本文:
中華料理レストランから住居へのコンバージョン

前橋PROJECT

群馬県前橋市。
中心市街地にほど近い閑静な住宅街にたたずむ、古びた一軒の中華料理レストラン。

築年数も古く、油汚れもひどい。

そんな廃墟の中に、キラキラした瞳で一人ニコニコしている男が。
そう。リノコンプロジェクト 主宰 田淵憲一 その人である。

「ここはお店としてはしんどいね。住居に変えちゃおう。」

そうつぶやく田淵の一言で、前橋プロジェクトが始動した。

なぜお店ではなく住居に?

会社に戻る車中で田淵にたずねる。
「なぜ、お店ではなく住居に?」
「いくつかあるけど、まず日中ほとんど人通りがない。駐車場もない。」
「はい。」
「仮に店舗兼住居とした場合、店舗部分の収益が支払いの原資になるから、この人通りでは結構厳しいよね。
実績のあるお店が入ったとして全部を店舗としても、駐車場もないのに席を埋めるのは相当難しい。」
「確かに。」
「このお店を閉めた理由は分からないけど、そういう理由で集客が上手くいっていなかったのかもね。」
「そうかもしれませんね。分からないですけど。」
「あとは周りが閑静な住宅街なのに中心市街地も近くて、車のアクセスもいいから、住居なら賃貸も売買もいけそうかなって。」
「そうですね。」
「あと、直感。ビビビッ!と来た。(笑)」
「それなら間違いない!お店じゃなくて住居っすね。(笑)」
田淵の直感が あなどれないことを私は知っている。

「一人来ればいい」

提供データ:
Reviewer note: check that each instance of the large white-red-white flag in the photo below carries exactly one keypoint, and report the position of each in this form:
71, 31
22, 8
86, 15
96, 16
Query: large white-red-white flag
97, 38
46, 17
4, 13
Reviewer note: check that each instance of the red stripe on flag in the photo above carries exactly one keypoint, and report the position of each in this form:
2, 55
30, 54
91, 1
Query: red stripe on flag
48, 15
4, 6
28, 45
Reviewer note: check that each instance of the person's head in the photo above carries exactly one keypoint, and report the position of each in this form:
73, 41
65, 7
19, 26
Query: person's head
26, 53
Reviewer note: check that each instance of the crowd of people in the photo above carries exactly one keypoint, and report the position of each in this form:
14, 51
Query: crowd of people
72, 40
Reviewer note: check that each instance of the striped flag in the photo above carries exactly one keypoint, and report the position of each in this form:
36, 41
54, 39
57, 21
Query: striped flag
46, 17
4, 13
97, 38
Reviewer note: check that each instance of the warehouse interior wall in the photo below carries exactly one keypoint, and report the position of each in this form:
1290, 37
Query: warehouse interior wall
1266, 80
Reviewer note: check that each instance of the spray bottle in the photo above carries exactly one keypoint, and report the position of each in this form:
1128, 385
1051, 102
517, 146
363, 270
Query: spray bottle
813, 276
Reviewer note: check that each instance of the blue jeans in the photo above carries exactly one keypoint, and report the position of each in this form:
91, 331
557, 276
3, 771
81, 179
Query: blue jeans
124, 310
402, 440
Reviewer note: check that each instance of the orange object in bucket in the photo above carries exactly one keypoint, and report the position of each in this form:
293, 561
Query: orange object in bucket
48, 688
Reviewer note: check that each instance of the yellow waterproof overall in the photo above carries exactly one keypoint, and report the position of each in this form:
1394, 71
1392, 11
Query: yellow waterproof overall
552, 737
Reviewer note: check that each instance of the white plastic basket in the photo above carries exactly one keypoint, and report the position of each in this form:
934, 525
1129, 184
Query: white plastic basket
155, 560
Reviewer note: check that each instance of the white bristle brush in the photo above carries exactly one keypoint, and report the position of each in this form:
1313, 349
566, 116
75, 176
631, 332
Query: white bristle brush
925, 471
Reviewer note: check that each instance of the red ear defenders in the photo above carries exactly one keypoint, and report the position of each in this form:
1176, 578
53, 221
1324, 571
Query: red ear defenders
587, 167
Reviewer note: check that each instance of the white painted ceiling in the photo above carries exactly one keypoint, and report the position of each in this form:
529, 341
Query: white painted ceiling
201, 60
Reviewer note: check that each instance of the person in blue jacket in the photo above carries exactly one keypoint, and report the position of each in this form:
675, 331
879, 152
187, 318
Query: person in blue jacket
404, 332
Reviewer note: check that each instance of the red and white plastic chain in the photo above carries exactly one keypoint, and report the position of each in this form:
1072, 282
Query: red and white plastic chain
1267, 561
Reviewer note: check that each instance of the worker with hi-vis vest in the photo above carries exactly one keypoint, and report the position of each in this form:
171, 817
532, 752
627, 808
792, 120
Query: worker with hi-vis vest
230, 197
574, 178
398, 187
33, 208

目標:
1. 本文で、お店ではなく住居にする理由として田淵が最初に挙げた二つの点は何か。
2. 提供データの行のうち、「Reviewer note: check that each instance of the worker」を含む行から始めて最後の行で終わる範囲を、一行を一つの文字列としたJSONリストで示せ。空行は含めないこと。

解答:
1. 日中ほとんど人通りがないことと、駐車場がないことです。

2.
[
  "Reviewer note: check that each instance of the worker with hi-vis vest in the photo above carries exactly one keypoint, and report the position of each in this form:",
  "171, 817",
  "532, 752",
  "627, 808",
  "792, 120",
  "Query: worker with hi-vis vest",
  "230, 197",
  "574, 178",
  "398, 187",
  "33, 208"
]